Ich war bis vor einigen Jahren der festen Überzeugung, dass Schnupftabak in unseren Breitengraden bei den unter Achtzigjährigen ausgestorben sei.
Durch das Fernsehen hatte ich von dem Phänomen überhaupt erst erfahren. Leider wurde ich eines besseren belehrt. Als ich Ende der neunziger mit dem Chatten begann, hatten sich mir gewisse Tücken der Onlinekommunikation noch nicht ganz erschlossen.
Man chattete einfach nächtelang und ohne Enthusiasmusverlust mit allen möglichen Menschen. Man schrieb sich die Finger wund und machte sich die Mühe sich schriftlich die gegenseitigen Standpunkte zum Thema Descartes und der Leib-Seele Dualismus in der künstlichen Intelligenzforschung darzulegen.
Wenn man dann erstmal ein halbes Jahr das Wirtschaftswachstum der Telekom mit 650 DM im Monat unterstützt hatte, war man zu einem ersten Telefonat bereit. Leider schieden hier bereits die ersten 80% aus. Aus dem eloquenten und wortspritzigen Jüngling wurde schnell eine lahme Ente. Für die verbleibenden Prozente investierte man erneut Monate bevor man sich traf. Sicherheitshalber schickte man sich in der Anbandelungsphase Briefe mit Fotos.
Eigentlich wollte ich nie jemanden kennen lernen. Doch nach einem Jahr chatten, drei Monaten telefonieren und einem ganz bezauberndem Foto ließ ich mich erweichen und war zu einem Treffen bereit.

AUFGABE 1:
Welcher Anteil schied laut dem Text über das Onlinechatten bereits beim ersten Telefonat aus?
AUFGABE 2:
Schreibe aus dem Text über das Onlinechatten einen Abschnitt wortgetreu ab. Beginne bei den Worten „Eigentlich wollte ich“ und höre nach „einem Treffen bereit.“ auf.

Einträge mit Koordinatenannotationen

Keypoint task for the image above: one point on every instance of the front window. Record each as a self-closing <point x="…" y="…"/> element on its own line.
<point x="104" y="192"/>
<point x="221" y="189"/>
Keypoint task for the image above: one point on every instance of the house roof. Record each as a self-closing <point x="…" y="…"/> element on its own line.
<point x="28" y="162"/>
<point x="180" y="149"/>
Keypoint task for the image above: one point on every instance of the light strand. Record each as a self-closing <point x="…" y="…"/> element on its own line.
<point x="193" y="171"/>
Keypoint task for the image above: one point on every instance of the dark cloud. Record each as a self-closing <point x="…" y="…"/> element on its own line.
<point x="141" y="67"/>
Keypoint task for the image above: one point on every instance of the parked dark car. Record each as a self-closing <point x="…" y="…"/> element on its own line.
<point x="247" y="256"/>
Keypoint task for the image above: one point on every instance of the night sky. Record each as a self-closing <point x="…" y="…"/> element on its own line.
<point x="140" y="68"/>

ERGEBNIS 1:
Die ersten 80 %.

ERGEBNIS 2:
Eigentlich wollte ich nie jemanden kennen lernen. Doch nach einem Jahr chatten, drei Monaten telefonieren und einem ganz bezauberndem Foto ließ ich mich erweichen und war zu einem Treffen bereit.